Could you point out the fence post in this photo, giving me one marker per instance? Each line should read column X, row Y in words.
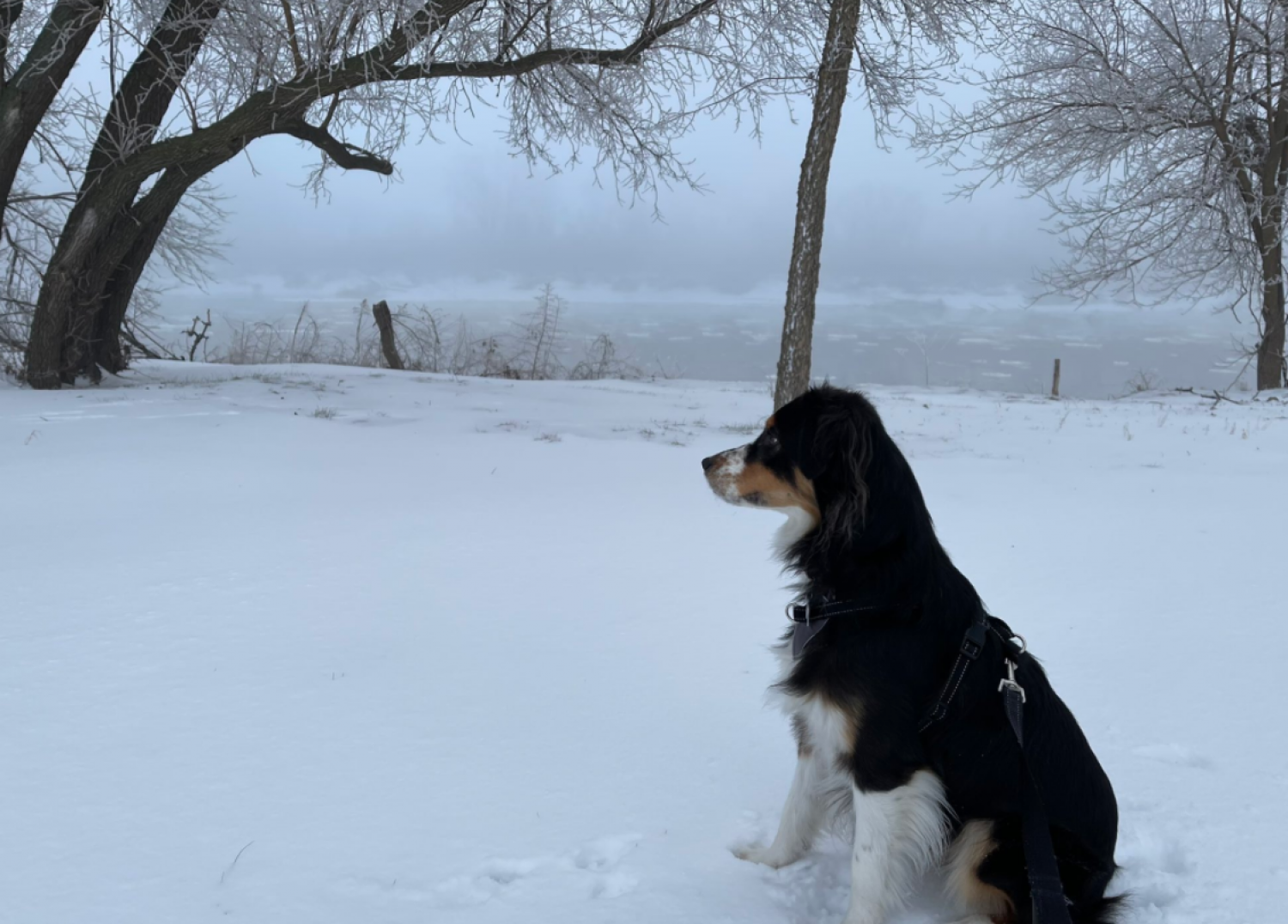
column 388, row 344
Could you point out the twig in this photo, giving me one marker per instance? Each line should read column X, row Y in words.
column 1215, row 397
column 226, row 872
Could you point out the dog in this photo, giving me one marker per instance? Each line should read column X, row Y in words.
column 948, row 797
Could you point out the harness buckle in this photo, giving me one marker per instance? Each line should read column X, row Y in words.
column 1009, row 682
column 799, row 614
column 973, row 642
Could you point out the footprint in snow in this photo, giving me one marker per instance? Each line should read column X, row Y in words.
column 1177, row 756
column 592, row 869
column 1154, row 872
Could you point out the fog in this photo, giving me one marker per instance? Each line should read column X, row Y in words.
column 695, row 286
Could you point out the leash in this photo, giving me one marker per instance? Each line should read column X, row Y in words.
column 1050, row 905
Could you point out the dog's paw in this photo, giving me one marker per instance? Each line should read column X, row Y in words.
column 765, row 856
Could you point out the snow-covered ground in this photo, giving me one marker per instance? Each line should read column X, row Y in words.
column 317, row 645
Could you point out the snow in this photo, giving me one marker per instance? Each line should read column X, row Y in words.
column 329, row 645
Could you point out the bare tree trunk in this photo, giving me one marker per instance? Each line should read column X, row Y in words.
column 1270, row 352
column 26, row 98
column 71, row 326
column 388, row 342
column 834, row 79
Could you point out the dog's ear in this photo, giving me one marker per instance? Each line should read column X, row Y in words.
column 839, row 465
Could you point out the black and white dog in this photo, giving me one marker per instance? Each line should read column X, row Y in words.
column 858, row 532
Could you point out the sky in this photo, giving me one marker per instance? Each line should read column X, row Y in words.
column 464, row 218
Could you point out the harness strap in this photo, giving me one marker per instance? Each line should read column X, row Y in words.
column 811, row 619
column 1050, row 905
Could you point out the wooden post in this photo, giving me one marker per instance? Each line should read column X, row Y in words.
column 388, row 345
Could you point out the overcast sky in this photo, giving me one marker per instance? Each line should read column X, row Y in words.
column 465, row 219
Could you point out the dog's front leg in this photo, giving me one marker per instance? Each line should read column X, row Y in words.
column 898, row 834
column 803, row 816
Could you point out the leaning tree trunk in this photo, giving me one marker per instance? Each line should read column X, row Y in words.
column 1272, row 371
column 834, row 80
column 102, row 227
column 35, row 84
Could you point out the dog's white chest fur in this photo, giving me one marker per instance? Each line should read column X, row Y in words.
column 896, row 833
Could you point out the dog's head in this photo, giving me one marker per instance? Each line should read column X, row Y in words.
column 827, row 456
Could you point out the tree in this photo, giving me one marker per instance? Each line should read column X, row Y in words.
column 1157, row 131
column 355, row 79
column 898, row 46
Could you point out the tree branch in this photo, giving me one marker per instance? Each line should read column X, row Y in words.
column 590, row 57
column 348, row 156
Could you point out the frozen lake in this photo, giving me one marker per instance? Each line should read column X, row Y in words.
column 1103, row 352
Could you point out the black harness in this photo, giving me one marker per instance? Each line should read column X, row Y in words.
column 1050, row 905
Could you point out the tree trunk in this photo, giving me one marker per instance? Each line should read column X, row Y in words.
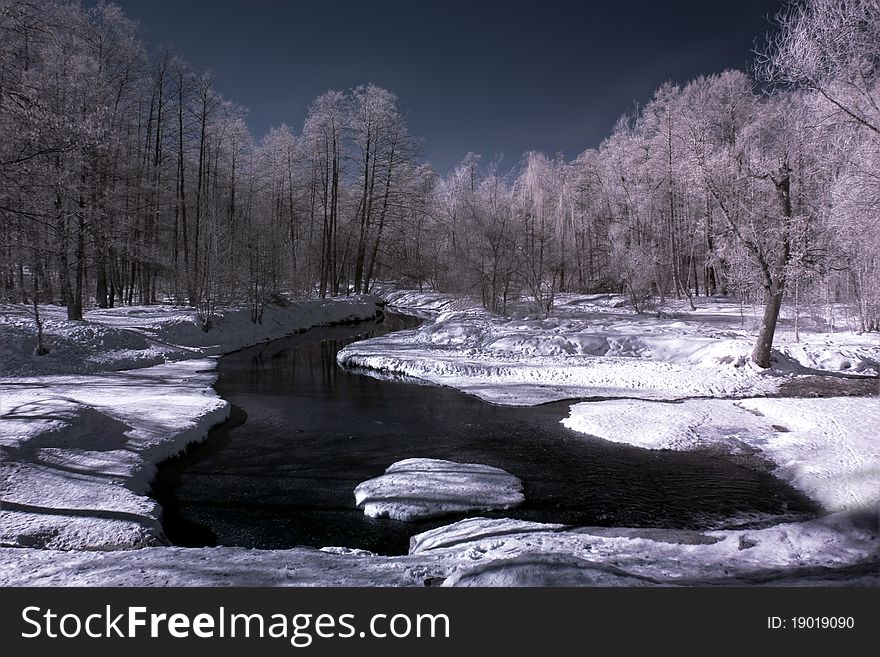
column 763, row 346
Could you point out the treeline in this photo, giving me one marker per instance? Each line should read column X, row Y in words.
column 126, row 178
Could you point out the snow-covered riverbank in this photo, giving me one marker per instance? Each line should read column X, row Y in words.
column 78, row 449
column 594, row 346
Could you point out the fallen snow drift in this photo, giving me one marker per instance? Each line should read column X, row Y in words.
column 142, row 336
column 78, row 452
column 425, row 488
column 595, row 347
column 497, row 552
column 840, row 549
column 827, row 448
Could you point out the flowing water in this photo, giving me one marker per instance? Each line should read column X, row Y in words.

• _Set exercise_:
Copy all of the records above word for word, leaving out the pictures.

• _Solution_:
Could you point out the fence post in this photo, giving me one marker per instance? Each line should read column X, row Y in words.
column 388, row 344
Could you point out the twig in this photo, giving me one marker per instance? Each line should read column X, row Y in words.
column 1215, row 397
column 226, row 872
Could you point out the dog in this photo, giving me one marker per instance? Each line should read column X, row Y in words.
column 948, row 797
Could you point out the harness buckle in this photo, giving me one marker per instance? Each line should read column X, row Y in words.
column 1009, row 682
column 799, row 614
column 973, row 642
Could you point out the footprint in snow in this photo, giving me one marker per instance? Each line should read column X, row Y in words.
column 1177, row 756
column 592, row 869
column 1154, row 872
Could you point out the fog in this photo, giving me one marker per instance? Each line should read column X, row Y in words.
column 695, row 286
Could you point out the leash in this photo, giving me one marker per instance? Each line should read column X, row Y in words.
column 1050, row 905
Could you point out the dog's paw in this photo, giving me one marker per instance? Each line should read column X, row Y in words.
column 765, row 856
Could you point out the snow-covered ground in this photo, giving me one marker per instance? Each line should read column X, row Y in words.
column 317, row 645
Could you point out the snow in this photo, giving me one marker per instance? Each line should read column X, row Y in words.
column 329, row 645
Could you point out the bare tree trunk in this photo, giving me one marker per instance? Each line should read column X, row Y in words.
column 1270, row 352
column 26, row 98
column 71, row 326
column 388, row 342
column 834, row 79
Could you point out the dog's ear in this photo, giving me one marker per instance? Each line should read column X, row Y in words.
column 839, row 465
Could you point out the black and white dog in this photo, giving me one marker per instance? Each line should read column X, row Y in words.
column 858, row 532
Could you point out the sky in this photo, giving me one marker per instance? Each line should read column X, row Y in words.
column 464, row 218
Could you point out the harness strap in this photo, giving me one marker per instance? Each line should read column X, row Y in words.
column 811, row 619
column 1050, row 905
Could you point out the wooden post in this photo, giving me one marker per instance? Each line should read column X, row Y in words.
column 388, row 345
Could you point out the overcast sky in this photo, giving me one marker per instance? Each line should read column X, row Y in words.
column 465, row 219
Could you point out the dog's front leg in this photo, giving me one marker per instance? Each line should read column X, row Y in words.
column 898, row 834
column 803, row 816
Could you point out the leaning tree trunk in this photo, giving me one marker per instance? Each line should read column X, row Y in words.
column 1272, row 371
column 834, row 80
column 102, row 227
column 35, row 84
Could you point out the dog's white chest fur in this photo, giving me one marker per instance? Each line should read column X, row Y in words.
column 896, row 833
Could you point out the dog's head in this photo, giving me one marker per instance? Each line should read column X, row Y in words.
column 827, row 456
Could you point out the tree in this photo, giving me one marker per instance? Each line should read column X, row Y in words.
column 1157, row 131
column 355, row 79
column 898, row 46
Could you point out the tree branch in this photo, giving me one marker per instance? Each line should read column X, row Y in words.
column 590, row 57
column 348, row 156
Could you point out the frozen lake in this photo, giving me one marker per instance? Each line should read column X, row Y in words.
column 1103, row 352
Could you point out the black harness in this photo, giving me one marker per instance? Each line should read column X, row Y in words.
column 1050, row 905
Could you point out the tree trunk in this photo, giving me one marker per instance? Each line should read column X, row Y in words.
column 763, row 346
Could you point out the treeline in this photo, giving me one marker per instance? Each line should read column X, row Y in words.
column 126, row 178
Could you point out the snow-covered riverbank in this photo, giving me one marker per instance? Each line should read column X, row Y in words.
column 78, row 449
column 594, row 346
Could you point out the fallen snow drift in this photo, giving me one marker per instance? Each line should read column X, row Y in words.
column 142, row 336
column 78, row 452
column 425, row 488
column 595, row 347
column 497, row 552
column 840, row 549
column 827, row 448
Could you point out the flowing water in this photo, giving me one marker per instance? Each line should read column X, row Y in words.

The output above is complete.